┌──

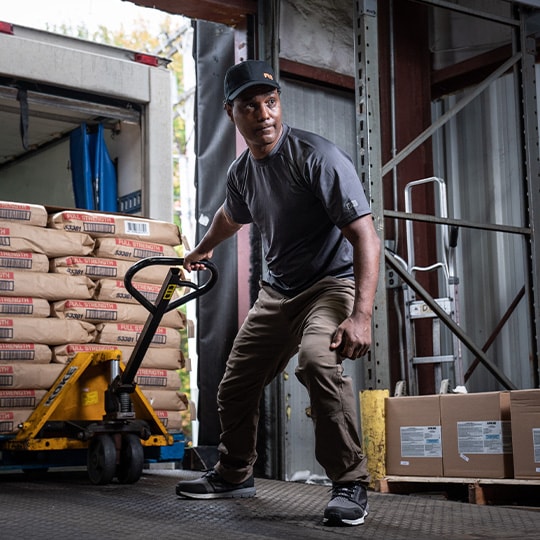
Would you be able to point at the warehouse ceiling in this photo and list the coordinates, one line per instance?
(230, 12)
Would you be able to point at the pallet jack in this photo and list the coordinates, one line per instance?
(70, 416)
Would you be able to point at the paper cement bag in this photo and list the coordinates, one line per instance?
(29, 353)
(160, 378)
(51, 242)
(97, 312)
(28, 214)
(29, 376)
(131, 250)
(97, 268)
(165, 400)
(48, 286)
(11, 419)
(24, 306)
(21, 398)
(49, 331)
(128, 334)
(155, 357)
(24, 260)
(103, 225)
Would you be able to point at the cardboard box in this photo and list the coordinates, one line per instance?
(476, 435)
(413, 436)
(525, 409)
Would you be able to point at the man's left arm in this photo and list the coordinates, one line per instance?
(352, 338)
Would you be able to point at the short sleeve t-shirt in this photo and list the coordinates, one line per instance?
(299, 197)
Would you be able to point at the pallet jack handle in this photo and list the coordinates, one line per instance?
(123, 384)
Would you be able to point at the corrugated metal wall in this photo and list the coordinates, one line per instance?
(478, 154)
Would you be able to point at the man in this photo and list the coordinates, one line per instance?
(316, 299)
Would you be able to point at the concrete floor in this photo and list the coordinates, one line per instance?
(65, 505)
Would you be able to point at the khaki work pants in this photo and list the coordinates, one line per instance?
(275, 329)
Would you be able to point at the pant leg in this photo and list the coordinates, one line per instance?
(333, 400)
(261, 350)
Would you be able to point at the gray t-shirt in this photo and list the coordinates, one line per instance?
(299, 196)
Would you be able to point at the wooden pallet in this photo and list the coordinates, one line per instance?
(474, 490)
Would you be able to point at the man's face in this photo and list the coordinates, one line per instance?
(256, 113)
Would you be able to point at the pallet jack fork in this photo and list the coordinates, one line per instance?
(70, 416)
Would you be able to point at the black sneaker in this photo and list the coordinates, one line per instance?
(212, 486)
(348, 505)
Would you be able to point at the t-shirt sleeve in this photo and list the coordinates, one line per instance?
(235, 205)
(339, 188)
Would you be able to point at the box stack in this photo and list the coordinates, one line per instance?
(62, 292)
(451, 435)
(525, 410)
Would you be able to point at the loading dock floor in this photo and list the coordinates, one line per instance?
(64, 505)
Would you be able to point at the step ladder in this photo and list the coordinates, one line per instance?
(446, 348)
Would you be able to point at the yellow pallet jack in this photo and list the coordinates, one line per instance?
(95, 405)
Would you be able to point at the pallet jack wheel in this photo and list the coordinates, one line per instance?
(131, 462)
(101, 459)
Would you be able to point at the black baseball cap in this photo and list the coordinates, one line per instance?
(246, 74)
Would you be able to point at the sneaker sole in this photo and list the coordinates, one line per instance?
(336, 520)
(236, 494)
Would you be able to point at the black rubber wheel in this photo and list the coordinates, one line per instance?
(101, 460)
(131, 462)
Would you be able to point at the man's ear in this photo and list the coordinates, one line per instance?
(228, 110)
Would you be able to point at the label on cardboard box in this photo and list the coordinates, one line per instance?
(420, 441)
(484, 437)
(536, 444)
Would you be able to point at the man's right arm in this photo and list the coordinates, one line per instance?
(221, 228)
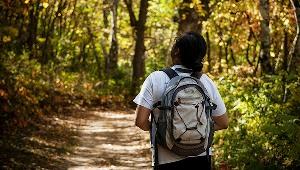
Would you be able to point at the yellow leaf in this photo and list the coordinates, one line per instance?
(6, 39)
(45, 4)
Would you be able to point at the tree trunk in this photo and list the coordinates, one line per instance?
(139, 52)
(220, 69)
(113, 52)
(226, 55)
(231, 52)
(189, 18)
(265, 62)
(208, 52)
(32, 28)
(104, 41)
(296, 53)
(138, 62)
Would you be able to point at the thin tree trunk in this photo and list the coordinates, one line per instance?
(295, 50)
(208, 52)
(226, 56)
(113, 52)
(32, 28)
(138, 62)
(220, 69)
(104, 44)
(231, 52)
(249, 47)
(189, 18)
(265, 62)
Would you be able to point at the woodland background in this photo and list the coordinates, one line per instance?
(83, 53)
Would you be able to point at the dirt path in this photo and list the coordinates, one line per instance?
(109, 140)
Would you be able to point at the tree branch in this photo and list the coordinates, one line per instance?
(133, 20)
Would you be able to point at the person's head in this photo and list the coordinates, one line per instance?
(189, 50)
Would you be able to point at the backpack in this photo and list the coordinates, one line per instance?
(184, 123)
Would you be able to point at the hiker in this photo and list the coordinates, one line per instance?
(187, 56)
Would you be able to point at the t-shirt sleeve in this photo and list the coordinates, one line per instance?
(145, 96)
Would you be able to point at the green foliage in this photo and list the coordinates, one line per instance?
(264, 132)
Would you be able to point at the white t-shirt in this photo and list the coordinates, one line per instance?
(151, 92)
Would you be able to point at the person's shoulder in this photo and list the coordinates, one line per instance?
(158, 74)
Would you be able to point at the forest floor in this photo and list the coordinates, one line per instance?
(80, 138)
(109, 140)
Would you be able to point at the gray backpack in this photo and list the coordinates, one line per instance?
(184, 124)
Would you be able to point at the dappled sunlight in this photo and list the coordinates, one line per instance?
(109, 140)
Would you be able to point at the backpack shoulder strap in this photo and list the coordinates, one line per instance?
(170, 72)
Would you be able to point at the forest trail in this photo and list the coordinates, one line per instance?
(109, 140)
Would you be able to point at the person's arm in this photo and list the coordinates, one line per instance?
(142, 117)
(221, 122)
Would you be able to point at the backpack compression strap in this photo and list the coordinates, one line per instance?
(170, 72)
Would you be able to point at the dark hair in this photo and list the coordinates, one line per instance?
(190, 48)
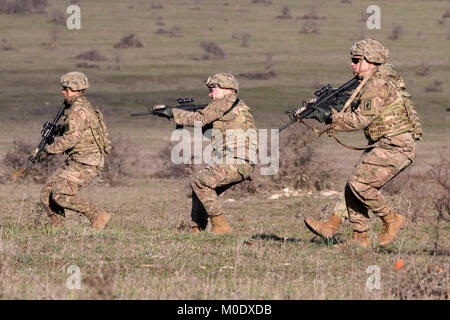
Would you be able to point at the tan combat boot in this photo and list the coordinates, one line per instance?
(56, 220)
(220, 225)
(101, 220)
(360, 239)
(325, 229)
(392, 223)
(195, 230)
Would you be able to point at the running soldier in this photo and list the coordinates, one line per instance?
(383, 109)
(84, 138)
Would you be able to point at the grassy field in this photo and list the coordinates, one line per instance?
(145, 252)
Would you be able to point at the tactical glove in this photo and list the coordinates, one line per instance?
(60, 129)
(163, 111)
(44, 155)
(322, 115)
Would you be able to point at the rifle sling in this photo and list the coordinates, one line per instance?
(232, 106)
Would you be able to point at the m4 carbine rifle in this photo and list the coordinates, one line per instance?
(48, 133)
(327, 98)
(183, 104)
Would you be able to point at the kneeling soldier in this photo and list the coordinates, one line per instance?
(84, 138)
(231, 119)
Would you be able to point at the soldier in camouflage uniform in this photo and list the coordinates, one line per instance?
(383, 109)
(84, 138)
(235, 147)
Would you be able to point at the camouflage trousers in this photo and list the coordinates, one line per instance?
(208, 184)
(362, 191)
(61, 190)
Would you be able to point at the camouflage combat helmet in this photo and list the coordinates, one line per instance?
(223, 80)
(76, 81)
(371, 50)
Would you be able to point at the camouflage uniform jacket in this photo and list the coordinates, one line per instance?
(234, 131)
(80, 138)
(379, 109)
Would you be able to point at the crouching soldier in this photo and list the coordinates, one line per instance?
(84, 138)
(235, 146)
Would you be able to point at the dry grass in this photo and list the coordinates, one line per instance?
(213, 50)
(435, 87)
(396, 32)
(91, 55)
(23, 7)
(129, 41)
(270, 255)
(309, 27)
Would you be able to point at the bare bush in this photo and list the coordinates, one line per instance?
(436, 86)
(312, 15)
(91, 55)
(422, 70)
(16, 162)
(212, 49)
(129, 41)
(173, 32)
(23, 7)
(396, 32)
(431, 283)
(285, 13)
(57, 17)
(309, 27)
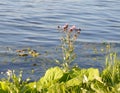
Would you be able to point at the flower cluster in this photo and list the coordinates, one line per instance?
(68, 39)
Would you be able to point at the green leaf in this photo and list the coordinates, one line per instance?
(51, 77)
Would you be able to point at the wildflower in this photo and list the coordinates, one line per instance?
(72, 28)
(9, 73)
(65, 26)
(85, 79)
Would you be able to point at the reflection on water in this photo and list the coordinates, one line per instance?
(33, 23)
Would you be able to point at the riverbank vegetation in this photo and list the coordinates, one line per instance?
(64, 78)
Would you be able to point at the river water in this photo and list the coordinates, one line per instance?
(33, 23)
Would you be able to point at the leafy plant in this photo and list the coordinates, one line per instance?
(68, 44)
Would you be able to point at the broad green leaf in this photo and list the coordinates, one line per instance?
(52, 76)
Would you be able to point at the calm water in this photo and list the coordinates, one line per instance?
(33, 23)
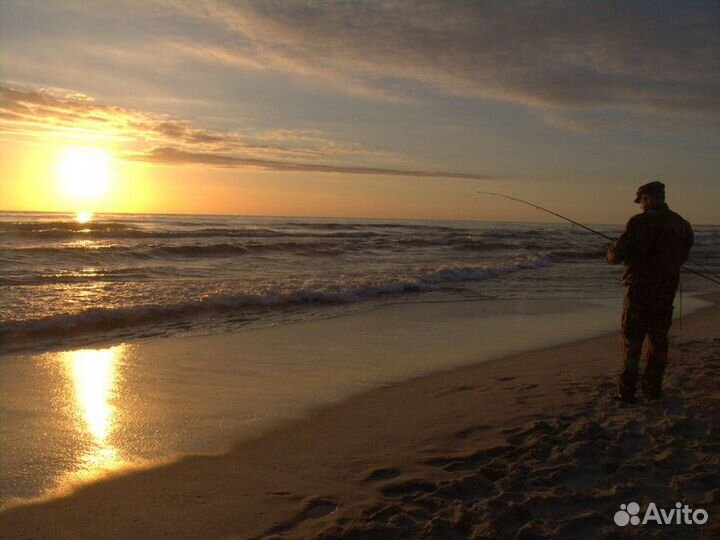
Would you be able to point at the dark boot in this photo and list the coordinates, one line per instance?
(628, 379)
(653, 375)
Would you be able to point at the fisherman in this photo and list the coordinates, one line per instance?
(653, 247)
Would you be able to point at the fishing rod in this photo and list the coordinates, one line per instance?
(538, 207)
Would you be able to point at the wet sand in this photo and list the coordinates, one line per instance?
(529, 446)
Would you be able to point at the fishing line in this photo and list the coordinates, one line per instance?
(538, 207)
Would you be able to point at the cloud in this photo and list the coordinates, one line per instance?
(174, 156)
(650, 58)
(156, 138)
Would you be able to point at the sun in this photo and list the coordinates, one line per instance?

└──

_Stated problem_
Rewrite the items from the line containing "Would you be able to point at the calm" through the end of the items, putting "angler" in place of "fisherman" and changing nothing else. Omit the pictures from your answer.

_Complete output_
Would you be able to point at the calm water in this photo and list the coordinates, one line per instance?
(33, 23)
Would you be able to point at the dark boot in this photo and list the coordinates, one line per instance?
(628, 379)
(653, 375)
Would you be able to point at the angler in this photo and list the coordinates, one line per instance?
(653, 247)
Would you be able to point at the fishing rod in this photo and list the coordinates, one line per instance?
(538, 207)
Would you be able to point at the wet sand in this photo and list the coordinates, one line per instance?
(529, 446)
Would you be able to point at the fishing line in this photo and list the coordinates, one line per instance?
(538, 207)
Would you be able to point at the cloud in this photo and list the coordinates, one line per instance?
(174, 156)
(650, 58)
(156, 138)
Would you be able to point at the sun in this photo and list the coordinates, one line per instance?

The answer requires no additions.